| What the exercise asks |
Transcribe the entries below exactly.

[begin Extracted entries]

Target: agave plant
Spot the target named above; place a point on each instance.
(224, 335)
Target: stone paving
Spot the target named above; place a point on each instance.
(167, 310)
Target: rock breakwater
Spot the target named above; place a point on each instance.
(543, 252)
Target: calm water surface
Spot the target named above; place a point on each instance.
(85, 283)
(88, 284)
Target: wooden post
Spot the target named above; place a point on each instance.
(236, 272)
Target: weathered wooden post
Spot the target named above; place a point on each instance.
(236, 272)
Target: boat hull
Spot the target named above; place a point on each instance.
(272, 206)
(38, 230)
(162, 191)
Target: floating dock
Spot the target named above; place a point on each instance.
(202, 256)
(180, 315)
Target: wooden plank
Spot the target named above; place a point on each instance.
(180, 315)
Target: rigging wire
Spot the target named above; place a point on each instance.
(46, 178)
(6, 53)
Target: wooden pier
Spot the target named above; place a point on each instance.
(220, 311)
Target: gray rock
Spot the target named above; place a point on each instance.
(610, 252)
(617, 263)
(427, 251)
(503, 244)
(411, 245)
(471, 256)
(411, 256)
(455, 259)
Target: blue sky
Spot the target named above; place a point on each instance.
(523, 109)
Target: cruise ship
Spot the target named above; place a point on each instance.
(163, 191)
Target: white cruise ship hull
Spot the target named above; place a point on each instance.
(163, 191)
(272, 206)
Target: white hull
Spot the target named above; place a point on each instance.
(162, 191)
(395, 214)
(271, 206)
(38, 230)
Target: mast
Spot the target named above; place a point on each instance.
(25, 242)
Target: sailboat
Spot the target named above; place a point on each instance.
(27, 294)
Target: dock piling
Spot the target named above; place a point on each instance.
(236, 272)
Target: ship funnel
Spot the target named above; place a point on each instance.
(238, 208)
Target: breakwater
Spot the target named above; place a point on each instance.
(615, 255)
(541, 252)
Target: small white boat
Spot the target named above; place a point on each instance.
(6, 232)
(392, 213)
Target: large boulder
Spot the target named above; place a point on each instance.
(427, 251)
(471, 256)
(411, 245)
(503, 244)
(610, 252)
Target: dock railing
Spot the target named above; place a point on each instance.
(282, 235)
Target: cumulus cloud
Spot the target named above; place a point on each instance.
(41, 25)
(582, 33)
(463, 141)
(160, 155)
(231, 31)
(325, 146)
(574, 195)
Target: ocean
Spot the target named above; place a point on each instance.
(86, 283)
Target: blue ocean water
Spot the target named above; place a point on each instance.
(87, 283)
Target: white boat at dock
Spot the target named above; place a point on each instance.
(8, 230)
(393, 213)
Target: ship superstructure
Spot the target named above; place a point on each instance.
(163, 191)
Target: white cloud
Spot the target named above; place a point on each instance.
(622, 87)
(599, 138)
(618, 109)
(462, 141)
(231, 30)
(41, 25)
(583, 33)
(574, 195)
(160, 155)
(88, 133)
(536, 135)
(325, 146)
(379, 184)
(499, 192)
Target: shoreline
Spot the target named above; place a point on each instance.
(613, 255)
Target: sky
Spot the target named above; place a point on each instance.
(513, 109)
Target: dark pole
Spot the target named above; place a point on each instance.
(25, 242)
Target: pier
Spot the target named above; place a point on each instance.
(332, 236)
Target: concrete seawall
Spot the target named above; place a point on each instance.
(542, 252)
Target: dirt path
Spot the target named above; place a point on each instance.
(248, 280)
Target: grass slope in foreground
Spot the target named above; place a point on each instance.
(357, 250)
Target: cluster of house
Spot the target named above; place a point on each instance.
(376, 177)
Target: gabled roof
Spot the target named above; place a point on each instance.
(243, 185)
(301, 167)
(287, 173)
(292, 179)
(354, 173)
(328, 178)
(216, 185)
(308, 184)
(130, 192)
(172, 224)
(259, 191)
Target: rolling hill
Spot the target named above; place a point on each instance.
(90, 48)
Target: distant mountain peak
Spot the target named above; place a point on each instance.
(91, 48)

[end Extracted entries]

| Finished answer |
Target: agave plant
Spot the target named above; place a point on each instance.
(224, 335)
Target: stone paving
Spot the target named above; place a point on each instance.
(167, 310)
Target: rock breakwater
Spot the target named above; place a point on each instance.
(543, 252)
Target: calm water surface
Spot the target named above; place a point on each instance.
(85, 283)
(88, 284)
Target: wooden post
Spot the target named above; place a point on each instance.
(236, 272)
Target: weathered wooden post
Spot the target named above; place a point on each instance.
(236, 272)
Target: boat hull
Spot the target named above; place a point on each instance.
(272, 206)
(38, 230)
(162, 191)
Target: floating dock
Spot the target named above; place a point on each instance.
(202, 256)
(180, 315)
Target: wooden plank
Spot the target named above; place a point on each instance.
(180, 315)
Target: rigging wire
Spot the target named above; place a point on each instance.
(46, 178)
(6, 53)
Target: wooden pier
Spot the target named above; place a point on each instance.
(220, 311)
Target: gray rock
Spot the target named above; place a point on each instance.
(610, 252)
(617, 263)
(427, 251)
(503, 244)
(411, 245)
(471, 256)
(411, 256)
(455, 259)
Target: blue sky
Spot the target named above; place a point on each instance.
(523, 109)
Target: cruise ship
Spot the target named above; place a point on each instance.
(163, 191)
Target: white cruise ship hull
Spot the target named above; place a point on each instance.
(163, 191)
(272, 206)
Target: white hull
Spot the target named above; place a point on each instance.
(162, 191)
(395, 214)
(271, 206)
(38, 230)
Target: mast
Spot the target named above; place a point on each instance.
(25, 242)
Target: sailboat
Spot the target named above; place a point on each instance.
(27, 294)
Target: dock piling
Spot the target named above; place a point on each instance.
(236, 272)
Target: ship funnel
Spot the target named above; place a point on each instance.
(238, 208)
Target: breakwater
Spot the target named above; place a point on each instance.
(615, 255)
(541, 252)
Target: small white boat
Spot the target named above; place a point on each instance.
(6, 232)
(392, 213)
Target: large boulder
Spot the target named above; place a point on each instance.
(427, 251)
(471, 256)
(411, 245)
(503, 244)
(610, 252)
Target: dock railing
Spot the target named above; place a point on each instance.
(282, 235)
Target: cumulus cloud
Spot the target named above; place a point on each instance.
(41, 25)
(582, 33)
(463, 141)
(160, 155)
(231, 31)
(325, 146)
(574, 195)
Target: ocean
Spot the target named above; place a point on each instance.
(86, 283)
Target: blue ocean water
Spot the target named above; place a point on each instance.
(87, 283)
Target: white boat at dock
Spot the target named above; place a point on each instance.
(8, 230)
(393, 213)
Target: ship superstructure
Spot the target named above; place a point on each instance.
(163, 191)
Target: white cloud
Spot the target named above; place a point on each instance.
(622, 87)
(599, 138)
(618, 109)
(462, 141)
(231, 30)
(41, 25)
(583, 33)
(574, 195)
(160, 155)
(88, 133)
(536, 135)
(325, 146)
(379, 184)
(499, 192)
Target: shoreline
Spot the target named above; place a point on each instance.
(613, 255)
Target: sky
Spot the target named above; place a point on each instance.
(513, 109)
Target: dark pole
Spot the target named above; place a point on each instance.
(25, 242)
Target: pier
Spot the target named above; place a point on each instance.
(332, 236)
Target: concrete seawall
Spot the target named above; place a point on each instance.
(542, 252)
Target: dirt path
Spot the target named above; place a point on each instance.
(248, 280)
Target: grass slope in foreground
Spot the target named above; place a point on each instance.
(357, 250)
Target: cluster of house
Spot the target named above; place a point on each instance.
(376, 177)
Target: gabled roof
Spot the target named above; place a point on each instance.
(243, 185)
(301, 167)
(287, 173)
(292, 179)
(354, 173)
(328, 178)
(216, 185)
(308, 184)
(130, 192)
(172, 224)
(259, 191)
Target: rolling hill
Spot the target named above; place a point on each instance.
(90, 48)
Target: distant mountain peak
Spot the target named above; place a point on each instance.
(91, 48)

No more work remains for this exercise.